:: What this task involves ::
Please quote the entire listing below word for word, leaving out the pictures.

· · ·

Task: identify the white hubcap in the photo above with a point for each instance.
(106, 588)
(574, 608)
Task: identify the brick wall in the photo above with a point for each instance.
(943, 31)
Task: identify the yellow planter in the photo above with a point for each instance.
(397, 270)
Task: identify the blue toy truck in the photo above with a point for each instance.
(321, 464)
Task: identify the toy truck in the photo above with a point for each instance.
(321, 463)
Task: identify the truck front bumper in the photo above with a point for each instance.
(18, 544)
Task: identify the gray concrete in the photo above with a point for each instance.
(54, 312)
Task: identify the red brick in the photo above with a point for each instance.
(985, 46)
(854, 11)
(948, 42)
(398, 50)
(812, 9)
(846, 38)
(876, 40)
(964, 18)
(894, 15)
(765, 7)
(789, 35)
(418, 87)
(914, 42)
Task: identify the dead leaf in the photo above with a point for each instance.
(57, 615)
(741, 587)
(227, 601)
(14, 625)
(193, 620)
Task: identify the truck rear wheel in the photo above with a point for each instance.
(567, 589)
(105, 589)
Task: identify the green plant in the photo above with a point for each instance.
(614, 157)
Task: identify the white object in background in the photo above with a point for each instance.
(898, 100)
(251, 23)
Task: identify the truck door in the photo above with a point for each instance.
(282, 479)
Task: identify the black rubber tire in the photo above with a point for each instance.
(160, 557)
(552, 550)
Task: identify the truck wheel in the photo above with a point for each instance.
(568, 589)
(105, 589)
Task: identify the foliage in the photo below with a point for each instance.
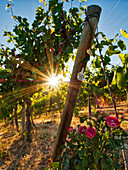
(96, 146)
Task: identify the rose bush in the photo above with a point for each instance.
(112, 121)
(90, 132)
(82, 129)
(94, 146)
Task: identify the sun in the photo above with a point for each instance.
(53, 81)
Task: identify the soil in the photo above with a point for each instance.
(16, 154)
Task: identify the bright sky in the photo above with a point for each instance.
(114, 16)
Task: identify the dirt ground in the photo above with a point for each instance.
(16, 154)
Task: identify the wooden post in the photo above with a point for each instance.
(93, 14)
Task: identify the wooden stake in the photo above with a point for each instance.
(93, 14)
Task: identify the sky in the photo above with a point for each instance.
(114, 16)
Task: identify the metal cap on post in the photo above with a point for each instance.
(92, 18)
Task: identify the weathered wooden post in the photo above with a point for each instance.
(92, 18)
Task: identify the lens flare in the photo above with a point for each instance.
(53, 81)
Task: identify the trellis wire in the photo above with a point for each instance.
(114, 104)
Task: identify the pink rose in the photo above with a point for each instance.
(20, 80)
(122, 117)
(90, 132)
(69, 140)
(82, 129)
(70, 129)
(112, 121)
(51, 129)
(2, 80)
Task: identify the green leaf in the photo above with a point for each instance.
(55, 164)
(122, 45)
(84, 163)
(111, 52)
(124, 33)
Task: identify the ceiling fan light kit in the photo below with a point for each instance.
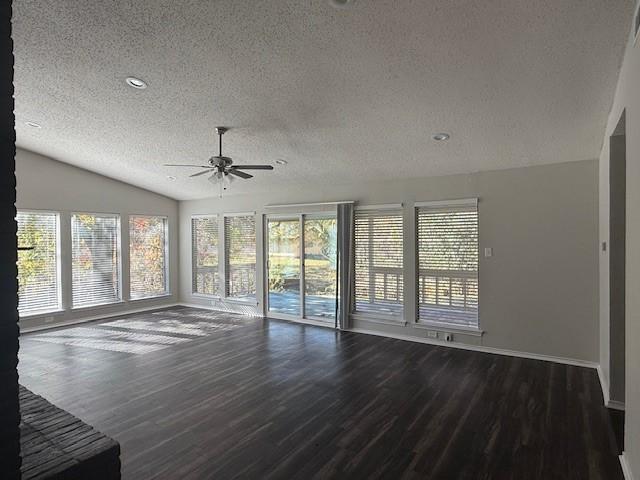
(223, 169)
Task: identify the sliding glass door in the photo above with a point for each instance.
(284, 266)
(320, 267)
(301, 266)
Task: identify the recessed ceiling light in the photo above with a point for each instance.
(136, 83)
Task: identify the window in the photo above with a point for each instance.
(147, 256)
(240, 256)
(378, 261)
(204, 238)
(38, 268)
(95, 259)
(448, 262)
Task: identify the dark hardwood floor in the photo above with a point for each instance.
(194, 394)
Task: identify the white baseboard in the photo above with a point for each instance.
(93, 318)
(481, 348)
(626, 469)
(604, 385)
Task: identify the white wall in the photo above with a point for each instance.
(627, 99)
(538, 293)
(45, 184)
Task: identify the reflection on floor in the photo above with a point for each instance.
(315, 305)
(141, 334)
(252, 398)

· · ·

:: Result for this task ::
Task: identify the white hubcap in the photo above with a point for each instance.
(106, 588)
(574, 608)
Task: identify the brick wall in the photo above with a point for each instance.
(943, 31)
Task: identify the yellow planter in the photo above with a point for each instance.
(397, 270)
Task: identify the blue toy truck in the photo above with a point for each instance.
(321, 464)
Task: identify the toy truck in the photo above with a point for each instance.
(321, 463)
Task: identify the truck front bumper in the photo above with a point for each instance.
(18, 544)
Task: identify the gray concrete in the photo above with a point for each instance.
(54, 312)
Task: identify the red brick in the photo above with a point for each instance.
(985, 46)
(854, 11)
(948, 42)
(398, 50)
(812, 9)
(846, 38)
(876, 40)
(964, 18)
(894, 15)
(765, 7)
(789, 35)
(418, 87)
(914, 42)
Task: identify the dead leaf in the photo above with a point for each instance.
(57, 615)
(741, 587)
(227, 601)
(14, 625)
(193, 620)
Task: identify the truck rear wheel in the photo above with a point for each instance.
(567, 589)
(105, 589)
Task: identify the green plant in the photo above with a point for each instance.
(614, 157)
Task: identify the white object in background in the photo above with a point for each instance.
(898, 100)
(251, 23)
Task: identify the truck door in the photo above with a point for each instance.
(282, 479)
Task: identify the black rubber tire in the photo above with a point for each instance.
(160, 557)
(552, 550)
Task: identify the truck wheel in the photo above with a point for each instance.
(568, 589)
(105, 589)
Task: identify the foliage in the photo below with a point for each instance.
(96, 146)
Task: identify the rose bush in the photo above with a point for each instance.
(112, 121)
(90, 132)
(82, 129)
(94, 146)
Task: identify the sun in the photo above with a point for each instance.
(53, 81)
Task: identify the soil in the photo above with a point for each instance.
(16, 154)
Task: identify the bright sky in the photo above with a point for each instance.
(114, 16)
Task: identify the dirt ground in the photo above with a point for each instance.
(16, 154)
Task: identify the wooden post in the photo above with a point for each instance.
(93, 14)
Task: identify the wooden stake in the photo above with a point for each instance.
(93, 14)
Task: identify the sky in the photo above with a point for each instance.
(114, 16)
Task: identify the metal cap on post in the photo above with a point for each instance.
(92, 18)
Task: identify the weathered wooden post in the photo above with a point for each instance.
(92, 18)
Task: identify the lens flare in the photo above with a point for each instance.
(53, 81)
Task: identify the trellis wire in the photo above with a point for each instance.
(114, 104)
Task: identify the pink rose in the photo above with a point for each instance.
(20, 80)
(122, 117)
(90, 132)
(69, 140)
(82, 129)
(70, 129)
(112, 121)
(51, 129)
(2, 80)
Task: identify the green leaf in the photo above with a point for each instance.
(55, 164)
(122, 45)
(84, 163)
(111, 52)
(124, 33)
Task: identify the ceiling fan light kit in the photo below with a point for each instance.
(223, 169)
Task: identify the sliding glass door in the photo above with a point for each instance.
(284, 266)
(320, 267)
(301, 266)
Task: identify the recessed ceiling light in the photo above with a point for each instance.
(136, 83)
Task: identify the window in the photo above with a point for each instance.
(147, 256)
(240, 256)
(378, 261)
(204, 238)
(38, 268)
(95, 259)
(448, 262)
Task: identify the dark hardwood floor in the photo above with a point for each instance.
(194, 394)
Task: identify the white baseboard in the photo above with a point for each instance.
(93, 318)
(481, 348)
(626, 469)
(604, 385)
Task: identify the white wall in the photo above with a point for each instance.
(627, 99)
(538, 293)
(45, 184)
Task: identify the reflection on floor in the photo above with a point for each instance.
(315, 305)
(141, 334)
(252, 398)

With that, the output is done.